### Instructions to follow
From the entries below, copy each line in which the word "closet" occurs.

Start of Extracted data

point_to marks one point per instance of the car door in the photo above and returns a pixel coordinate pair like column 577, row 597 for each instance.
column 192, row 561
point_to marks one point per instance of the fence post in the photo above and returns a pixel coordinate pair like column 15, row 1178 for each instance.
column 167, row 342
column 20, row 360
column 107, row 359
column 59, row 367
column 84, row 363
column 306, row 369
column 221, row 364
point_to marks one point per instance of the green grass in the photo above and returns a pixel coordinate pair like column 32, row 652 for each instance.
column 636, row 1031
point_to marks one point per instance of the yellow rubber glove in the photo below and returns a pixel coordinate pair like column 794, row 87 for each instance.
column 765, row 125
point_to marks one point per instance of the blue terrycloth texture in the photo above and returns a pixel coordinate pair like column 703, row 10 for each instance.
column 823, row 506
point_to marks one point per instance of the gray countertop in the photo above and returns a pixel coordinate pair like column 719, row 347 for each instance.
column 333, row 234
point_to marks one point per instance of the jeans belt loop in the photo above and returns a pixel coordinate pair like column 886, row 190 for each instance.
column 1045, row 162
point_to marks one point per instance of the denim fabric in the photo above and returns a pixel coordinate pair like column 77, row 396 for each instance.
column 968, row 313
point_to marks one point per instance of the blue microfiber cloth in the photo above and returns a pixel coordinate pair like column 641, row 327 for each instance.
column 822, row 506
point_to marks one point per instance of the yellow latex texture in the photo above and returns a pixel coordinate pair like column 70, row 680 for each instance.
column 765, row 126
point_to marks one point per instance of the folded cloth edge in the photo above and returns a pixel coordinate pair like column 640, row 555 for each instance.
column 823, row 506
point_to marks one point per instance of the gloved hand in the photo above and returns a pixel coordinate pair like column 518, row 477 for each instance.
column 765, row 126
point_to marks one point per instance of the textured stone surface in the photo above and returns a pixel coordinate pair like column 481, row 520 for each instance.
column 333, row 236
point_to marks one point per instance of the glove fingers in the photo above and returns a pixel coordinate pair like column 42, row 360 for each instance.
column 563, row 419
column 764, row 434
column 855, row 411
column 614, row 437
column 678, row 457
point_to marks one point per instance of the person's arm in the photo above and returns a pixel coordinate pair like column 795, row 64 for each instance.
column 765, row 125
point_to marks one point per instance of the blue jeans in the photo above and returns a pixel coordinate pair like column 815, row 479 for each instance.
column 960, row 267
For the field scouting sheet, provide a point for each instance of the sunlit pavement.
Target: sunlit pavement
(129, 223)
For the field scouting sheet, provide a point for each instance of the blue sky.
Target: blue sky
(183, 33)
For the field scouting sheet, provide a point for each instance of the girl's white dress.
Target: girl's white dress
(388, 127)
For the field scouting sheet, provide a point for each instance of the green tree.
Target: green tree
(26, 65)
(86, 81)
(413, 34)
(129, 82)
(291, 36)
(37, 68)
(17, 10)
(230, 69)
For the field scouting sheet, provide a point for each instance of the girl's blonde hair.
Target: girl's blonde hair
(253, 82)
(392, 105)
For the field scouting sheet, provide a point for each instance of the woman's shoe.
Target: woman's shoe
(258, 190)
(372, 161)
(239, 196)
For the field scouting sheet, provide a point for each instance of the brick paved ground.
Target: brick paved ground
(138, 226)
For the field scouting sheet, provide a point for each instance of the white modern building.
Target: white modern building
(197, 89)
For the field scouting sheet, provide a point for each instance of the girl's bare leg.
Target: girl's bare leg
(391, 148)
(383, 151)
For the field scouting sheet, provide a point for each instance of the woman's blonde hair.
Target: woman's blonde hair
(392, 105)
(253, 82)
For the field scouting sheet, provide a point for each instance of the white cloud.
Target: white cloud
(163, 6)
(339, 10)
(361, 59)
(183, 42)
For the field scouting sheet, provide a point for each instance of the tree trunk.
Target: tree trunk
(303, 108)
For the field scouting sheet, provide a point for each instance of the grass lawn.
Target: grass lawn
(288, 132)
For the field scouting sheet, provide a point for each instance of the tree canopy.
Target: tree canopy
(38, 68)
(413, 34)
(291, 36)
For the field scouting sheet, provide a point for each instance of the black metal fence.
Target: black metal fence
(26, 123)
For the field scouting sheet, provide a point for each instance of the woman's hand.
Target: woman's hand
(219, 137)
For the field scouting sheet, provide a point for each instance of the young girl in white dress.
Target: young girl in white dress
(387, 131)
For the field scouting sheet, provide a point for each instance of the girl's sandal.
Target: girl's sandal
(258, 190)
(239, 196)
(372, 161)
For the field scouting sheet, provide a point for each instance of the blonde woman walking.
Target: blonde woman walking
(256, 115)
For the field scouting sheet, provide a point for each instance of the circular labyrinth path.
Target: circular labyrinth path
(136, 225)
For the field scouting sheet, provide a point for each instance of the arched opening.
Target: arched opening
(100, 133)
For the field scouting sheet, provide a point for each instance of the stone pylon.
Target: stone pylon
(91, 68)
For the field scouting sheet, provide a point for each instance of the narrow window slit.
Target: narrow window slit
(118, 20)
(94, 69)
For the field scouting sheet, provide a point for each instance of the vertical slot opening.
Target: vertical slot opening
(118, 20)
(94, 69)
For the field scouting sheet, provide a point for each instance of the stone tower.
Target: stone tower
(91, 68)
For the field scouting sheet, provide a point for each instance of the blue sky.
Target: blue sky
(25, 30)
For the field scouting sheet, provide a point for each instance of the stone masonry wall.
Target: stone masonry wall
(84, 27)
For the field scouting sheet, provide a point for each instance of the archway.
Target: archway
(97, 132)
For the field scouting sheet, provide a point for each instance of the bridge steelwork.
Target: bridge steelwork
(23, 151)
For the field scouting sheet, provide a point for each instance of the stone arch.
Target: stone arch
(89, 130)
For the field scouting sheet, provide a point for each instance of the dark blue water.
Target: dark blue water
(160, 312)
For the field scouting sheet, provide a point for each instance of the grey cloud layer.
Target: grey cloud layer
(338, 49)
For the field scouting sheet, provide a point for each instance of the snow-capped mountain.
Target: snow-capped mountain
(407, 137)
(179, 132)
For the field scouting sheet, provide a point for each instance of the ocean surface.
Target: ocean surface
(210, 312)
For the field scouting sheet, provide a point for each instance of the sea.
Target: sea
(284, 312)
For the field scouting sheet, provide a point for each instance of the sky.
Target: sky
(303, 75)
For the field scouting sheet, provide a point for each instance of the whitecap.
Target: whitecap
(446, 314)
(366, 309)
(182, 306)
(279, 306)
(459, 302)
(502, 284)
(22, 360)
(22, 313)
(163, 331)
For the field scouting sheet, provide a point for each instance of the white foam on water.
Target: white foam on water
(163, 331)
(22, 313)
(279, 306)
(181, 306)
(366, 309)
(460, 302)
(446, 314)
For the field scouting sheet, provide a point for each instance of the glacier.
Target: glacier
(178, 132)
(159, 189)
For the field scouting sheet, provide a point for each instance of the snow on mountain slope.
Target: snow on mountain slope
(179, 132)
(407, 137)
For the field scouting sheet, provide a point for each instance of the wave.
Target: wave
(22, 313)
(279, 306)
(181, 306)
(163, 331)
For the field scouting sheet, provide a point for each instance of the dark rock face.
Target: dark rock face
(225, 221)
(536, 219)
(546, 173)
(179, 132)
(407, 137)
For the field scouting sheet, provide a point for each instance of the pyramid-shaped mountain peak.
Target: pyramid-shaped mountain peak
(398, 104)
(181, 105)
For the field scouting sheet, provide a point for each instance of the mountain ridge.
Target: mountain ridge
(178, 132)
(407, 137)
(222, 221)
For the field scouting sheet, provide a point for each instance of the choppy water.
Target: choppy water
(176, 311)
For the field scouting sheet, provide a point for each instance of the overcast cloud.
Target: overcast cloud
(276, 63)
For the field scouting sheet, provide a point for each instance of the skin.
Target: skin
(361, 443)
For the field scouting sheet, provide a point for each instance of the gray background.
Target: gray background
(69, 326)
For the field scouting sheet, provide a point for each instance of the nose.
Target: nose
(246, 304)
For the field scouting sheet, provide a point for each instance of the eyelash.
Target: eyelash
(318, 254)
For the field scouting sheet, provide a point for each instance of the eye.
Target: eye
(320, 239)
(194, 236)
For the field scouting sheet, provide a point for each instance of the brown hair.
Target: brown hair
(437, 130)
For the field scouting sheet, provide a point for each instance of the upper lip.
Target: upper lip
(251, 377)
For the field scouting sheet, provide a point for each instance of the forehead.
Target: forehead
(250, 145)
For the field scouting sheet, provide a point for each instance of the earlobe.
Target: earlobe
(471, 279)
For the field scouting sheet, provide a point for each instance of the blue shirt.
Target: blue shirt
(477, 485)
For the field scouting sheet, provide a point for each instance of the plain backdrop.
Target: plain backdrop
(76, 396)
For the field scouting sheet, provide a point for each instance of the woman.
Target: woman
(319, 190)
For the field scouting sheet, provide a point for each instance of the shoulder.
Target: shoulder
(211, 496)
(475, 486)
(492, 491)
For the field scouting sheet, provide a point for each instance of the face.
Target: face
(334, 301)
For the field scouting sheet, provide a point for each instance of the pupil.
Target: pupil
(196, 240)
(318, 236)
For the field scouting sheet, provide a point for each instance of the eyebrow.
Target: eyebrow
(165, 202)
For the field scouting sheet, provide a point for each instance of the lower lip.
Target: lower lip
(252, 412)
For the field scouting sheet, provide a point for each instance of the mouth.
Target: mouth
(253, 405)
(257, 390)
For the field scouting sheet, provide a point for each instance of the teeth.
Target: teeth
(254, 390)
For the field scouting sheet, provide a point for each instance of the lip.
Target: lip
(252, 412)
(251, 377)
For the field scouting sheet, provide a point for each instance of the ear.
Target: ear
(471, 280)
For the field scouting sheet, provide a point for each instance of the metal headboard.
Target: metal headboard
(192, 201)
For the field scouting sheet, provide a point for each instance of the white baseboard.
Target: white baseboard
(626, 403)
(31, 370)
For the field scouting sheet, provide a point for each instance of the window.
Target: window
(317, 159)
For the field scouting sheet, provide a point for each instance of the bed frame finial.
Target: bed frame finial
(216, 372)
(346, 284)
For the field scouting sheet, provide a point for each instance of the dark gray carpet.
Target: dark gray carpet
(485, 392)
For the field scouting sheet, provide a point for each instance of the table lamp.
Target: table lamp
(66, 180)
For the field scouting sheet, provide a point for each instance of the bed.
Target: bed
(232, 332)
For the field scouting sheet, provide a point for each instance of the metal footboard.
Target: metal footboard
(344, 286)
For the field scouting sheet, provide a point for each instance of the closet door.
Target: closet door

End of Extracted data

### Answer space
For the field scouting sheet, provide a point for each instance of the closet door.
Target: closet door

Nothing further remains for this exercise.